* _ACTIVITIES_:
1. Render this sentence from the forum thread about RC2 and Thomas Sasser into Spanish: "It's the company itself that makes these announcements at specific times of the year."
2. Reproduce verbatim the passage of the forum thread about RC2 and Thomas Sasser starting at "## BatToys (Feb" and ending at "of the year.".

* _TEXT PASSAGE_:
# Has RC2 contacted Thomas Sasser for new projects?



## BatToys (Feb 4, 2002)

Has RC2 contacted Thomas Sasser for new projects?

I hope so as he is really talented and knows what we want to see in Star Trek kits. RC2 would be foolish not to use him.


----------



## John P (Sep 1, 1999)

If they did, he's probably under a non-disclosure agreement to shut up about it. It's the company itself that makes these announcements at specific times of the year.

I doubt they did, though, somehow.

I obviously can't speak for Tom, but last time I spoke _with _him, they'd just pulled the plug on the 1/350 Klingon and he was _not _optimistic about any future projects.


----------



## A Taylor (Jan 1, 1970)

New from RC2 for 2006!
Tom Sasser Custom Tractors! John Deere would be rolling over in his grave if he could see what RC2's own Tom Sasser is doing with the trusty farm vehicles. Collect the whole series including:
The Romulan Plow of Prey!
Federation Haymaker!
Klingon Kombine!
The Vulcan Mow Master!
All pre-painted, die cast kits - just screw 'em together and go!
Don't miss out on the farm frenzy, Trekkers - Sass up your collection!


----------



## The-Nightsky (May 10, 2005)

A Taylor said:


> New from RC2 for 2006!
> Tom Sasser Custom Tractors! John Deere would be rolling over in his grave if he could see what RC2's own Tom Sasser is doing with the trusty farm vehicles. Collect the whole series including:
> The Romulan Plow of Prey!
> Federation Haymaker!
> ...


lets not forget about The "Tholain thatcher" but i believe thats going to be in series two....and maybe crop damaged


----------



## Capt_L_Hogthrob (Apr 28, 2005)

Don't forget about series three......"Nascar Refit"! :freak:


----------



## Jari (Apr 29, 2005)

A Taylor said:


> New from RC2 for 2006!
> Tom Sasser Custom Tractors! John Deere would be rolling over in his grave if he could see what RC2's own Tom Sasser is doing with the trusty farm vehicles. Collect the whole series including:
> The Romulan Plow of Prey!
> Federation Haymaker!
> ...


What no Q and his quadrotriticale spreader?


----------



## Captain April (May 1, 2004)

I can see it now.

All black starship with a big 3 emblazoned on the side.

Or a 2005 Chevy Monte Carlo with warp nacelles.


----------



## veedubb67 (Jul 11, 2003)

Instead of "Make it So", it'll be "Git 'R Done"!


----------



## Lloyd Collins (Sep 25, 2004)

NASCAR TOS shuttlecraft. With pull back,and let her go action.


----------



## John P (Sep 1, 1999)

Lloyd Collins said:


> NASCAR TOS shuttlecraft. With pull back,and let her go action.


 Oh god, someone has GOT to build one of those just for fun!!


----------



## lastguardian (May 20, 2005)

I doubt RC2 will pursue the making of any new Trek kits. They didn't really want Polar Lights to begin with -- they wanted Johnny Lightning, and had to buy Playing Mantis to get it. And since PL was a part of PM, they got that, too.

Image-grounded pointing data:

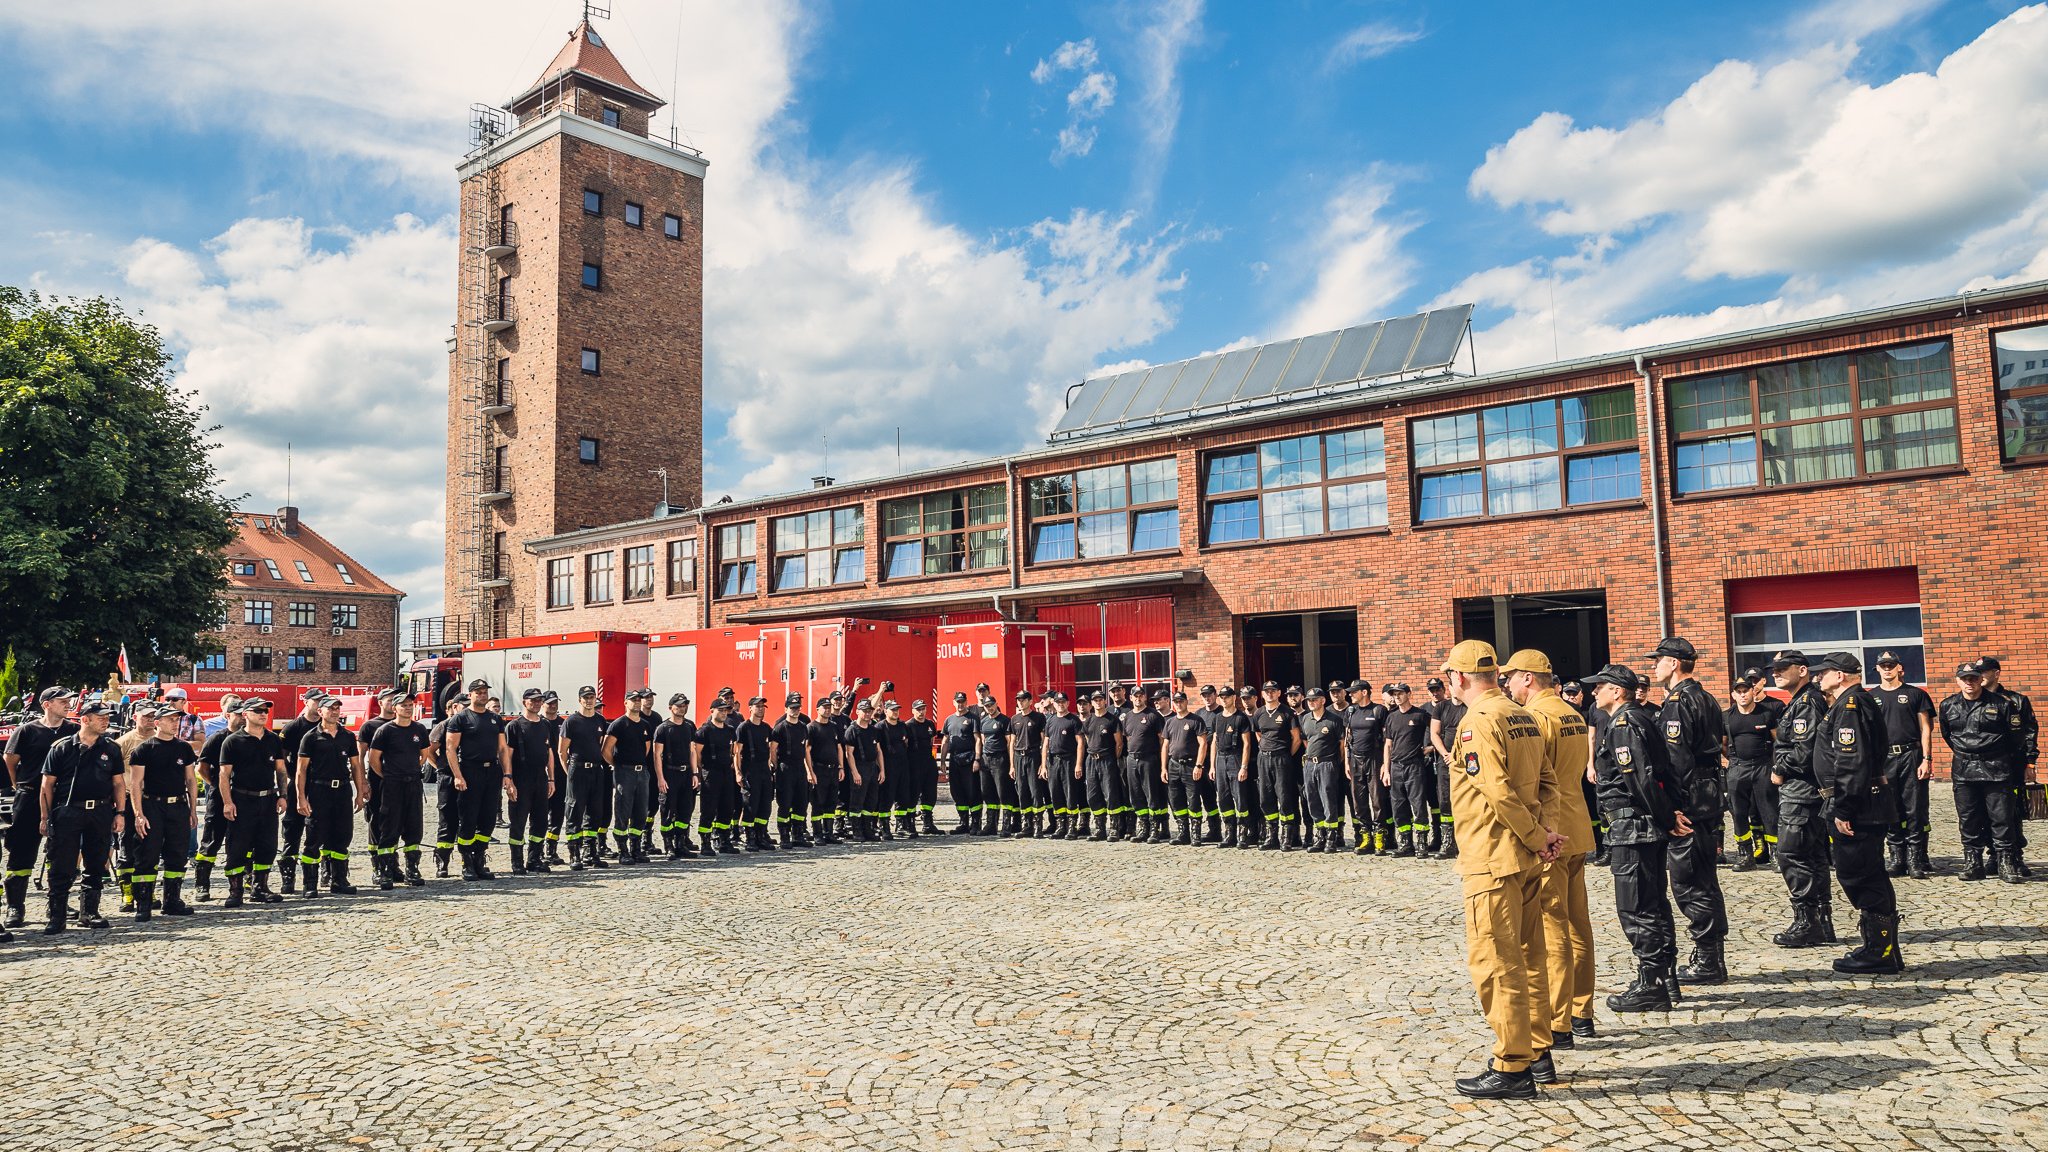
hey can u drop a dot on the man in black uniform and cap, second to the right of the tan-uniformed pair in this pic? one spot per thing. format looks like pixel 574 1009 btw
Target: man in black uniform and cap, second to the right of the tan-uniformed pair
pixel 1691 727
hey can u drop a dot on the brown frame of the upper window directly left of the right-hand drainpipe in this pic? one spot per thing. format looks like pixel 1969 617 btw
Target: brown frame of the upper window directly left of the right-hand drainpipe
pixel 1564 454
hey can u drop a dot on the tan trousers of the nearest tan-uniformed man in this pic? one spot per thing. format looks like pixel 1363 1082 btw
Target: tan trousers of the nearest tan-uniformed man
pixel 1506 954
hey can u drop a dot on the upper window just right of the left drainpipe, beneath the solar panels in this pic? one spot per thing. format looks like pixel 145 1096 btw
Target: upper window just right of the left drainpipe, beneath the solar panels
pixel 1105 511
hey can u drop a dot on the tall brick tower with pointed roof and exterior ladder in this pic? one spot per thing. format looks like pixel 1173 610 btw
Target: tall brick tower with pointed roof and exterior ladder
pixel 579 356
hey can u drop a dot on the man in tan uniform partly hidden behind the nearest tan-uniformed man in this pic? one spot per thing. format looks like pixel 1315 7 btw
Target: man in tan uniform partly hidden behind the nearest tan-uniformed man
pixel 1568 928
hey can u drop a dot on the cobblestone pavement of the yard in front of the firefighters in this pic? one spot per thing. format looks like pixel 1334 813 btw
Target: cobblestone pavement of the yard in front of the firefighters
pixel 988 995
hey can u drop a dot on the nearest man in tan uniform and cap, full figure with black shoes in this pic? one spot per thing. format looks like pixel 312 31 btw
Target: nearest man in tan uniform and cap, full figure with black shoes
pixel 1498 805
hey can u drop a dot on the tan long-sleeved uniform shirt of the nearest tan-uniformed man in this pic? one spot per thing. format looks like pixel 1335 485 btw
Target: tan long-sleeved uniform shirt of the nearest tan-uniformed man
pixel 1496 788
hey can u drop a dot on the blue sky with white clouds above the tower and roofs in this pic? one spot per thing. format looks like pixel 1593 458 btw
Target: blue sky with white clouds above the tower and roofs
pixel 941 216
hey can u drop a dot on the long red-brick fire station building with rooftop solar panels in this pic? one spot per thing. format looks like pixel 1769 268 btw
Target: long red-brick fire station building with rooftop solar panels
pixel 1353 505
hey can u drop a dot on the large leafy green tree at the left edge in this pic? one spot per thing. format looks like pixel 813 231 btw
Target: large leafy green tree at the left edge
pixel 112 522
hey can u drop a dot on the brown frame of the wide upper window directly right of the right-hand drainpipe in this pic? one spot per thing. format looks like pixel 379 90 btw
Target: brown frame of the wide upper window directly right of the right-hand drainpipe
pixel 1857 415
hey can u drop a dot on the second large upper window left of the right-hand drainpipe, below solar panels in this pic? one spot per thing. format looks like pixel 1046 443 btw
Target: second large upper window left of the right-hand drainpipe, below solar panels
pixel 1316 485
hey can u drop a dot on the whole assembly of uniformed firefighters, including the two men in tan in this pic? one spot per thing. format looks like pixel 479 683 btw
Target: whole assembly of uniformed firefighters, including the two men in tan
pixel 1527 776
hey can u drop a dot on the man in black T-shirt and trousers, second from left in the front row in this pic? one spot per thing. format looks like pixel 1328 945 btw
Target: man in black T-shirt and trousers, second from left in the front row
pixel 83 800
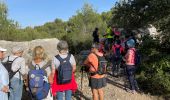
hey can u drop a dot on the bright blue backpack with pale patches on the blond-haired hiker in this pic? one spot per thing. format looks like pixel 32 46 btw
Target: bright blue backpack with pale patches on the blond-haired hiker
pixel 38 87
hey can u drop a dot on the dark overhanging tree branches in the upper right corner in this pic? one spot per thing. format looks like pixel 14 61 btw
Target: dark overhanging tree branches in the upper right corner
pixel 139 13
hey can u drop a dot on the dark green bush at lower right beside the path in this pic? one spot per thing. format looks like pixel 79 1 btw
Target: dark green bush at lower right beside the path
pixel 154 71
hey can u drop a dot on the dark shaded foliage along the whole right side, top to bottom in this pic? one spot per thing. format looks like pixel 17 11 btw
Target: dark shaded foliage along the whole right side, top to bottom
pixel 154 74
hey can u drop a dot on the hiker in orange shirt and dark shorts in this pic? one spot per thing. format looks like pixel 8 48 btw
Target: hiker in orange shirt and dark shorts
pixel 96 81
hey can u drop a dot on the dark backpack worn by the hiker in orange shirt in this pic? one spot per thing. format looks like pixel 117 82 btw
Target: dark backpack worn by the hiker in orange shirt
pixel 102 66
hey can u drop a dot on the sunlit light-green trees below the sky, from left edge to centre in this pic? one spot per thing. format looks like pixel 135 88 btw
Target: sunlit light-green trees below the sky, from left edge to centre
pixel 77 30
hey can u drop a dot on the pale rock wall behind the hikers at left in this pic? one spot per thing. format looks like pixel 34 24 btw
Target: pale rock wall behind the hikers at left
pixel 50 46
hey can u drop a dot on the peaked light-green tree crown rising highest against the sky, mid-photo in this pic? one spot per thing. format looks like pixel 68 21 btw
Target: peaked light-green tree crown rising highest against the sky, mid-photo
pixel 86 20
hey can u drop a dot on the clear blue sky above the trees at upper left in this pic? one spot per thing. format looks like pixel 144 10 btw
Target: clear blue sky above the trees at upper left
pixel 38 12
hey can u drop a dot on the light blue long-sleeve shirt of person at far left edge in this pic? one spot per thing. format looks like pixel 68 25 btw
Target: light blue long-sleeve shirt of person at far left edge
pixel 4 81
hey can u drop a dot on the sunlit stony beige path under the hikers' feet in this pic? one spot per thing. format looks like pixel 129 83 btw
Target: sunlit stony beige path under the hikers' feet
pixel 115 90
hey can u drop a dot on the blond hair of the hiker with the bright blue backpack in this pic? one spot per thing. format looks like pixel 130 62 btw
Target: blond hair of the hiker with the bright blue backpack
pixel 39 53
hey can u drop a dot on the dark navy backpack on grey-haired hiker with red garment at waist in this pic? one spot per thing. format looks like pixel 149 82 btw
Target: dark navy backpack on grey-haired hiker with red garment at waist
pixel 64 71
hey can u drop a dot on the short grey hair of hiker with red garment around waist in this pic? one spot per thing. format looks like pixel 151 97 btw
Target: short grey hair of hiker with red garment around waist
pixel 62 46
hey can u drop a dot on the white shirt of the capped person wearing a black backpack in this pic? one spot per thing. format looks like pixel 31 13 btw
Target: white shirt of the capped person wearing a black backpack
pixel 19 63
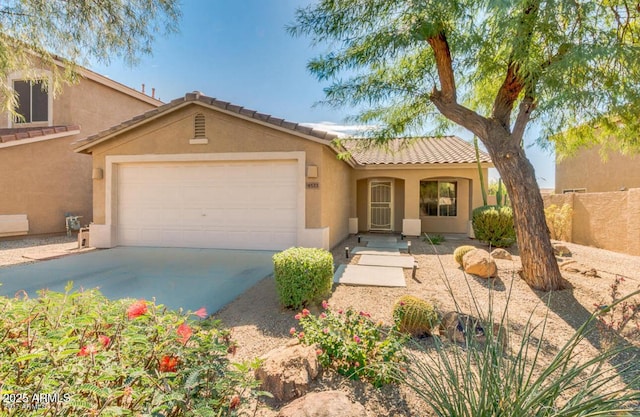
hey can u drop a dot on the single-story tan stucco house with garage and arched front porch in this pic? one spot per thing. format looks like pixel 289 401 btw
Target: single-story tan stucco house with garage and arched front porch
pixel 199 172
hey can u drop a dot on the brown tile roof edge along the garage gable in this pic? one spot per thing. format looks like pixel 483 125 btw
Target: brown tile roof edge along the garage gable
pixel 197 97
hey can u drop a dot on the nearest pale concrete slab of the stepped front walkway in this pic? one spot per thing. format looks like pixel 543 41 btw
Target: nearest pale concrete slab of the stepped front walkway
pixel 378 276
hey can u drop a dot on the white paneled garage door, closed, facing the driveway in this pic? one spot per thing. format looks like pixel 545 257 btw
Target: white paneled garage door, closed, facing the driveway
pixel 229 205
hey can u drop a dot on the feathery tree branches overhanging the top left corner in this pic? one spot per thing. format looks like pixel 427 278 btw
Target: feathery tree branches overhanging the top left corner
pixel 55 35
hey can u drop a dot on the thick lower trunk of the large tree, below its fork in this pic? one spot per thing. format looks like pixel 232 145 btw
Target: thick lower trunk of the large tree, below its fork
pixel 539 266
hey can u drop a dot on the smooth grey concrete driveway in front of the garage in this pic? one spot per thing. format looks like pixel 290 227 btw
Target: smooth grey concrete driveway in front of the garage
pixel 187 278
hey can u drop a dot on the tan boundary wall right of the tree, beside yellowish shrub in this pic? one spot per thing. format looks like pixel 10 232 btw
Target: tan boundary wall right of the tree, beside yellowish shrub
pixel 604 220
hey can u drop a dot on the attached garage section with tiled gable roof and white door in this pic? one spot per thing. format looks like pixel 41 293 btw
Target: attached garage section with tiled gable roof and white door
pixel 202 173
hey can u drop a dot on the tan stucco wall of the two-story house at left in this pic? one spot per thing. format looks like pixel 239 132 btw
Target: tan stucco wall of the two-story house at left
pixel 47 179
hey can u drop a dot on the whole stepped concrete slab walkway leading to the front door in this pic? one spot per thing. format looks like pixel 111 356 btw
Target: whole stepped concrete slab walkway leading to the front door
pixel 380 263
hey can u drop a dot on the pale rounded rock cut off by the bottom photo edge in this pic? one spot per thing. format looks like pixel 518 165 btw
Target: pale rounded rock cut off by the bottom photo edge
pixel 323 404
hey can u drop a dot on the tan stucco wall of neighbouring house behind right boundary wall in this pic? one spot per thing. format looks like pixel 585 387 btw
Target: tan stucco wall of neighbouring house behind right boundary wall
pixel 587 170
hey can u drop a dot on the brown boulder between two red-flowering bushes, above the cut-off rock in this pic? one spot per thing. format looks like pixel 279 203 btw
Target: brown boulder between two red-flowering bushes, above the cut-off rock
pixel 287 371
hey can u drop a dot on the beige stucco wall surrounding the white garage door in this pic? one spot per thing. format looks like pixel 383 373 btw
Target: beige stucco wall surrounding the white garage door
pixel 226 133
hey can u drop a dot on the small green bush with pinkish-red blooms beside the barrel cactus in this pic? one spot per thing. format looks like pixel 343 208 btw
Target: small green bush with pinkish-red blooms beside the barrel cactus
pixel 352 344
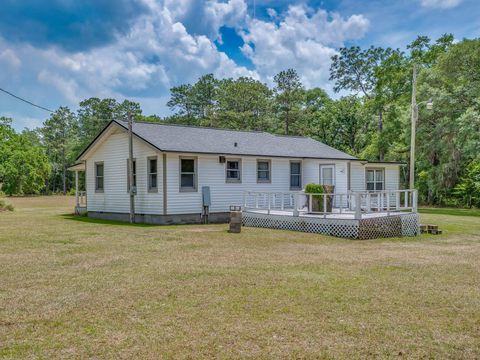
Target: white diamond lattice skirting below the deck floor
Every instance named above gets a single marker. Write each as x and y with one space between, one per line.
378 227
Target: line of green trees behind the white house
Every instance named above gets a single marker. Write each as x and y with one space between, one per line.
369 118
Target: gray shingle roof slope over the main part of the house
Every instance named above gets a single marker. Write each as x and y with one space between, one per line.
192 139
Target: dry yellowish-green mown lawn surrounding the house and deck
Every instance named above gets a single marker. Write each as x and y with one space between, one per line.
75 288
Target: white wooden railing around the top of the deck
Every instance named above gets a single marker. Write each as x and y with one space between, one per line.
355 203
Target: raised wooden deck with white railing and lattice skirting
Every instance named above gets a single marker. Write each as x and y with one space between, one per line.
356 215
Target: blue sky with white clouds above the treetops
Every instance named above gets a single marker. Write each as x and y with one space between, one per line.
59 52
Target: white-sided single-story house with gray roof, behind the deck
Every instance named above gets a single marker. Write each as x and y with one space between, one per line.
173 164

* _RESPONSE LIST_:
1. Es la propia empresa la que hace estos anuncios en momentos específicos del año.

2.
## BatToys (Feb 4, 2002)

Has RC2 contacted Thomas Sasser for new projects?

I hope so as he is really talented and knows what we want to see in Star Trek kits. RC2 would be foolish not to use him.


----------



## John P (Sep 1, 1999)

If they did, he's probably under a non-disclosure agreement to shut up about it. It's the company itself that makes these announcements at specific times of the year.